# Passage to read:

§ §

# March 13' Official COTM Vote Thread



## mrbrian125 (Nov 22, 2011)

*BLK CRUZE
Brian Mitchell
Modesto California
2012 1.4t eco
eco model, xm,onstar,
Stereo upgrades!! chrome door handles, ksports coilovers, LED foglights, suede headliner and all upper plastics, Repainted interior plastics, remanufactured aftermarket radio bezel, custom radar/amp info display, modified door panels, vinyl stripes, lighting
Future plans: engine upgrades
Other info: 
Current world champion Usaci extreme Sound Quality
2012 Iasca world points champion expert solo division sound quality
2012 Iasca world points champion expert solo division install
2012 MECA Master division 2nd place sound quality MECA finals (lost by 1/4 point to Mark Eldridge)
2013 Spring break nationals "SBN" 1st place expert solo sound quality
2013 SBN 1st place master class MECA
2013 SBN 1st place extreme install MECA
2013 SBN 1st place RTA
2013 SBN SQL sound quality league Best of show
2013 CES display/demo car Arc Audio Las Vegas 
2012 Sema Display/demo car
2012 Sema Chevy Cruze Parade prop car (was supposed to head the parade but instead they used it at podium)

§ §

# Data section:
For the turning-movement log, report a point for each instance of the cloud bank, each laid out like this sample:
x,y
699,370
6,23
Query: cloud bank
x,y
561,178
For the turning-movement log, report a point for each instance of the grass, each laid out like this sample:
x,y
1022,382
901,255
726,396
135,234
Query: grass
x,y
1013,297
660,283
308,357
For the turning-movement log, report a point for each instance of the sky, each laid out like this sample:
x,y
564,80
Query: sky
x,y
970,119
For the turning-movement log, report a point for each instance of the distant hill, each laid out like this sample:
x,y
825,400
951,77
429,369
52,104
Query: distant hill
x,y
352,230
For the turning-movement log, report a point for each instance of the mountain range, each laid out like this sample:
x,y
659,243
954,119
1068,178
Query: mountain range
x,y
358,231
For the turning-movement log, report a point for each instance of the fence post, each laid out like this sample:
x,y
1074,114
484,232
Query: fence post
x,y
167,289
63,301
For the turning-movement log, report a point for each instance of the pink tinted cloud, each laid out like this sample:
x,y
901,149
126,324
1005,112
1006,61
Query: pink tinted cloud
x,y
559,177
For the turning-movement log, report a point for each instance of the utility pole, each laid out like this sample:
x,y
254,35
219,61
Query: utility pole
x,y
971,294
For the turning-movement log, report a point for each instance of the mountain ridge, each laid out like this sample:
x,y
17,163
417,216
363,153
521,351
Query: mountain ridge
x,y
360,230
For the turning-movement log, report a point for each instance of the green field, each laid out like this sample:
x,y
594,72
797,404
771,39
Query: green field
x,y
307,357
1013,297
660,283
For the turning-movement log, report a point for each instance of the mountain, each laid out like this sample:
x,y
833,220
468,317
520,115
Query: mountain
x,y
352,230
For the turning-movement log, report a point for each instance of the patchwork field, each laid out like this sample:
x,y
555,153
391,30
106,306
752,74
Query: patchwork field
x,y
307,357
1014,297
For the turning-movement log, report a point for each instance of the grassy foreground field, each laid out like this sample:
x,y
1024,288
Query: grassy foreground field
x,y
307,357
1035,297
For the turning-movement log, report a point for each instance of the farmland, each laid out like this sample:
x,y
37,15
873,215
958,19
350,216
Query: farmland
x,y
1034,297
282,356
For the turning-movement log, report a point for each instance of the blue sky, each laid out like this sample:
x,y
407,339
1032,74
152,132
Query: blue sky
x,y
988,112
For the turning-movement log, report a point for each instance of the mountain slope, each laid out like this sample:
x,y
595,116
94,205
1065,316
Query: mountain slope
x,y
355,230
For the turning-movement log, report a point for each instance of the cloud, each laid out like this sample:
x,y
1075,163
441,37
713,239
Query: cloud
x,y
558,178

§ §

# Problems:
A. In the vote thread, can you turn the paragraph that begins "Stereo upgrades!!" into a short list that keeps each modification it names?
B. Will you set down, word for word, the part of the vote thread starting with "## mrbrian125 (Nov" and going on through "to Mark Eldridge)"?

# Answers to each task:
A.
- Stereo upgrades
- Chrome door handles
- Ksports coilovers
- LED foglights
- Suede headliner and all upper plastics
- Repainted interior plastics
- Remanufactured aftermarket radio bezel
- Custom radar/amp info display
- Modified door panels
- Vinyl stripes
- Lighting

B.
## mrbrian125 (Nov 22, 2011)

*BLK CRUZE
Brian Mitchell
Modesto California
2012 1.4t eco
eco model, xm,onstar,
Stereo upgrades!! chrome door handles, ksports coilovers, LED foglights, suede headliner and all upper plastics, Repainted interior plastics, remanufactured aftermarket radio bezel, custom radar/amp info display, modified door panels, vinyl stripes, lighting
Future plans: engine upgrades
Other info: 
Current world champion Usaci extreme Sound Quality
2012 Iasca world points champion expert solo division sound quality
2012 Iasca world points champion expert solo division install
2012 MECA Master division 2nd place sound quality MECA finals (lost by 1/4 point to Mark Eldridge)